Problems and tasks »
**A.** In the passage on brain plasticity and concussion below, what share of people who suffer a concussion or mild traumatic brain injury make up the "miserable minority"?
**B.** Please output everything in the passage on brain plasticity and concussion below, from "As long as I" down to "this PPCS group?".
START Excerpt
To answer that question one must first define the term “plasticity.” I found a great definition of it at:

Brain plasticity refers to the brain’s lifelong capacity for physical and functional change; it is this capacity that enables experience to induce learning throughout life. Research in this field has demonstrated that the adult brain continuously adapts to disproportionately represent relevant sensory stimuli and behavioral outputs with well coordinated populations of neurons. This adaptation is achieved by engaging competitive processes in brain networks that refine the selective representations of sensory inputs or motor actions, typically resulting in increased strengths of cortical resources devoted to, and enhanced representational fidelity of, the learned stimulus or behavior.

In severe brain injury lingo, plasticity is the capacity of one part of brain to take on the function of a part of the brain which is damaged. But as the brain has the capacity to rewire itself in positive ways, so can it in negative ways.

As long as I have been doing Post Concussion Syndrome cases, I have been asking myself this question: Why is there this significant subset of people who have such bad results from an injury that the majority of people have apparent full recoveries, within days if not hours? This small minority of people that fall into the symptomatic category have been referred to most often as either the “miserable minority” (Ron Ruff, neuropsychologist) or as suffering from the Persistent Post Concussive Syndrome. “PPCS” (Michael Alexander, M.D. , Neurology, 1995). That “miserable minority” of people consistently make up between 5 and 15% of those who suffer a concussion or mild traumatic brain injury. What explains this divergent outcome for this PPCS group?

I believe there are a number of issues. First, some of them have far more than a “simple concussion.” This portion have fairly serious brain injuries but because the symptoms of those concussions occurred when they were not being monitored by medical professionals, the severity of the brain injury is grossly underrated.
END Excerpt
START Data to examine
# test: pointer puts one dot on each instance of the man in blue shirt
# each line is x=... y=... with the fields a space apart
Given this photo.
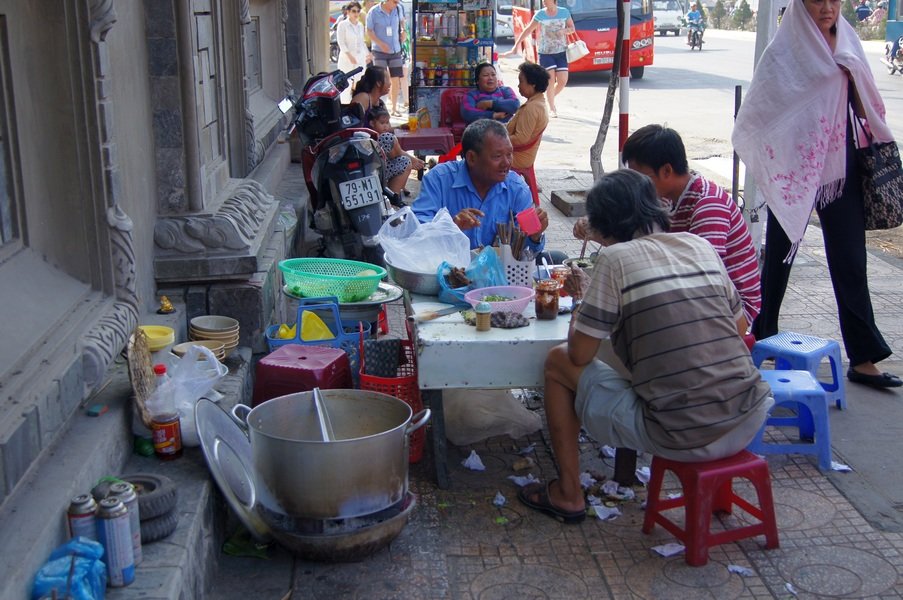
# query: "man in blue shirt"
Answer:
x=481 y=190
END Data to examine
Responses per task »
**A.** Between 5 and 15%.

**B.**
As long as I have been doing Post Concussion Syndrome cases, I have been asking myself this question: Why is there this significant subset of people who have such bad results from an injury that the majority of people have apparent full recoveries, within days if not hours? This small minority of people that fall into the symptomatic category have been referred to most often as either the “miserable minority” (Ron Ruff, neuropsychologist) or as suffering from the Persistent Post Concussive Syndrome. “PPCS” (Michael Alexander, M.D. , Neurology, 1995). That “miserable minority” of people consistently make up between 5 and 15% of those who suffer a concussion or mild traumatic brain injury. What explains this divergent outcome for this PPCS group?